▸ WHAT YOU ARE ASKED TO DO
Please copy out every line of the data word for word.

▸ PROVIDED ENTRIES
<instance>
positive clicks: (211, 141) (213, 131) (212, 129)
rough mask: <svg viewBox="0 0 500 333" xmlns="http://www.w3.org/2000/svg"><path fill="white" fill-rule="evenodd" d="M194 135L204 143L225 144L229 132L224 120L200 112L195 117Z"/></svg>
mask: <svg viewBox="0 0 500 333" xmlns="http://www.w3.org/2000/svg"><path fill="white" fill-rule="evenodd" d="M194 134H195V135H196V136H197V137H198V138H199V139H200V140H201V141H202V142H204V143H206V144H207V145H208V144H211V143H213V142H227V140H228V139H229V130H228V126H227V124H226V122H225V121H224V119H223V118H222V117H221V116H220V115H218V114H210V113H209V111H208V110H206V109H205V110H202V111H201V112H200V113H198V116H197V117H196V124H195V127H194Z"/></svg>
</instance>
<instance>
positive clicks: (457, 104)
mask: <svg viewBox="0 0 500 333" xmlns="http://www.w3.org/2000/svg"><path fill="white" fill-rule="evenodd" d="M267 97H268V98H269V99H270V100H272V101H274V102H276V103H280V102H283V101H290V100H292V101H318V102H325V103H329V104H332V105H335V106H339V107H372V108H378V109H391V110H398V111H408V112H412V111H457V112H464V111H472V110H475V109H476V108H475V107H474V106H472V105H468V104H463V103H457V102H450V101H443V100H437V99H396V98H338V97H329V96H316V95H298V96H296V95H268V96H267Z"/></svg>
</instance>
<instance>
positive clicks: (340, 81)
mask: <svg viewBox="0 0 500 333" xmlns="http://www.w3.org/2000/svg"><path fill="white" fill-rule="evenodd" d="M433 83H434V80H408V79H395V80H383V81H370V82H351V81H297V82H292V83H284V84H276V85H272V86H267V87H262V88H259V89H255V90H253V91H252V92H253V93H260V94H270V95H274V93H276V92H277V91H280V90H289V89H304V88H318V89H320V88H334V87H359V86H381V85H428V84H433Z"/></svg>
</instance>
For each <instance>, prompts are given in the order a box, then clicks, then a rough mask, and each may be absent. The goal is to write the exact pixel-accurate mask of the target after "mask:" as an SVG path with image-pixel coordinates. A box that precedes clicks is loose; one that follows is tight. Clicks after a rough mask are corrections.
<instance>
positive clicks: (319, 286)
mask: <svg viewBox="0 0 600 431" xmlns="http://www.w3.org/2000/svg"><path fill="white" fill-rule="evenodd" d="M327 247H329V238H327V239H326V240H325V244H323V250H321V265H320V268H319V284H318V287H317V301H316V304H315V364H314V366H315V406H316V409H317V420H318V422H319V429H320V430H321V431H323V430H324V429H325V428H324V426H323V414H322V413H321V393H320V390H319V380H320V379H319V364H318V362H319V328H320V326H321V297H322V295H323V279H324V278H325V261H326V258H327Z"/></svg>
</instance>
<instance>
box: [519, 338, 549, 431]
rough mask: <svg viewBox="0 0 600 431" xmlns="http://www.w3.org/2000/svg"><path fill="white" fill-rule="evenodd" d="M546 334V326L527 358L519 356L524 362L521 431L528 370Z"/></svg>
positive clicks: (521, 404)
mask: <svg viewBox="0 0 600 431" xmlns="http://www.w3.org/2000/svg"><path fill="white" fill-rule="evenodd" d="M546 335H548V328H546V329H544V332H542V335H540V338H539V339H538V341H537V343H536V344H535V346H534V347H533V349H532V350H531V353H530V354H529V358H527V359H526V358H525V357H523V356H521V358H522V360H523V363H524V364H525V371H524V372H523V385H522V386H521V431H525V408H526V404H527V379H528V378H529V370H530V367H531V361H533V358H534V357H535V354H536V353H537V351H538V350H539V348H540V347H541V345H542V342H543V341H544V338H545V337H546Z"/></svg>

▸ EXPECTED ANSWER
<instance>
positive clicks: (211, 141) (213, 131) (212, 129)
rough mask: <svg viewBox="0 0 500 333" xmlns="http://www.w3.org/2000/svg"><path fill="white" fill-rule="evenodd" d="M194 135L204 143L225 144L229 132L224 120L200 112L195 117Z"/></svg>
mask: <svg viewBox="0 0 500 333" xmlns="http://www.w3.org/2000/svg"><path fill="white" fill-rule="evenodd" d="M194 134H195V135H196V136H197V137H198V138H199V139H200V140H201V141H202V142H204V143H206V144H207V145H208V144H211V143H213V142H227V140H228V139H229V130H228V126H227V124H226V122H225V121H224V119H223V118H222V117H221V116H220V115H218V114H210V113H209V111H208V110H206V109H205V110H202V111H201V112H200V113H198V116H197V117H196V124H195V127H194Z"/></svg>
</instance>
<instance>
positive clicks: (457, 104)
mask: <svg viewBox="0 0 500 333" xmlns="http://www.w3.org/2000/svg"><path fill="white" fill-rule="evenodd" d="M267 97H268V98H269V99H270V100H272V101H274V102H276V103H280V102H283V101H290V100H292V101H318V102H325V103H329V104H332V105H335V106H339V107H372V108H378V109H391V110H398V111H408V112H412V111H457V112H464V111H472V110H475V109H476V108H475V107H474V106H472V105H468V104H463V103H457V102H450V101H443V100H437V99H396V98H338V97H329V96H316V95H298V96H296V95H268V96H267Z"/></svg>
</instance>
<instance>
positive clicks: (340, 81)
mask: <svg viewBox="0 0 500 333" xmlns="http://www.w3.org/2000/svg"><path fill="white" fill-rule="evenodd" d="M433 83H434V80H408V79H395V80H383V81H370V82H351V81H297V82H292V83H284V84H276V85H272V86H267V87H262V88H259V89H255V90H253V91H252V92H253V93H260V94H270V95H274V93H276V92H277V91H280V90H289V89H304V88H318V89H320V88H334V87H359V86H381V85H428V84H433Z"/></svg>
</instance>
For each <instance>, prompts are given in the order a box, then clicks, then a rough mask, and each may be absent. The goal is to write the exact pixel-accurate mask of the target after "mask:" as an SVG path with image-pixel coordinates. A box that precedes clicks is loose; one that follows is tight. Clicks after a rough mask are corrections.
<instance>
positive clicks: (319, 286)
mask: <svg viewBox="0 0 600 431" xmlns="http://www.w3.org/2000/svg"><path fill="white" fill-rule="evenodd" d="M327 247H329V238H327V239H326V240H325V244H323V250H321V265H320V268H319V284H318V287H317V301H316V304H315V364H314V366H315V406H316V409H317V420H318V422H319V429H320V430H321V431H323V430H324V429H325V428H324V426H323V414H322V413H321V393H320V390H319V380H320V379H319V364H318V362H319V328H320V326H321V297H322V295H323V279H324V278H325V261H326V258H327Z"/></svg>
</instance>
<instance>
box: [519, 338, 549, 431]
rough mask: <svg viewBox="0 0 600 431" xmlns="http://www.w3.org/2000/svg"><path fill="white" fill-rule="evenodd" d="M546 334V326L527 358L519 356L524 362L521 431L528 370Z"/></svg>
positive clicks: (521, 404)
mask: <svg viewBox="0 0 600 431" xmlns="http://www.w3.org/2000/svg"><path fill="white" fill-rule="evenodd" d="M546 335H548V328H546V329H544V332H542V335H540V338H539V339H538V341H537V343H536V344H535V346H534V347H533V349H532V350H531V353H530V354H529V358H527V359H526V358H525V357H523V356H521V358H522V360H523V363H524V364H525V371H524V372H523V385H522V386H521V431H525V408H526V404H527V379H528V378H529V370H530V367H531V361H533V358H534V357H535V354H536V353H537V351H538V350H539V348H540V347H541V345H542V342H543V341H544V338H545V337H546Z"/></svg>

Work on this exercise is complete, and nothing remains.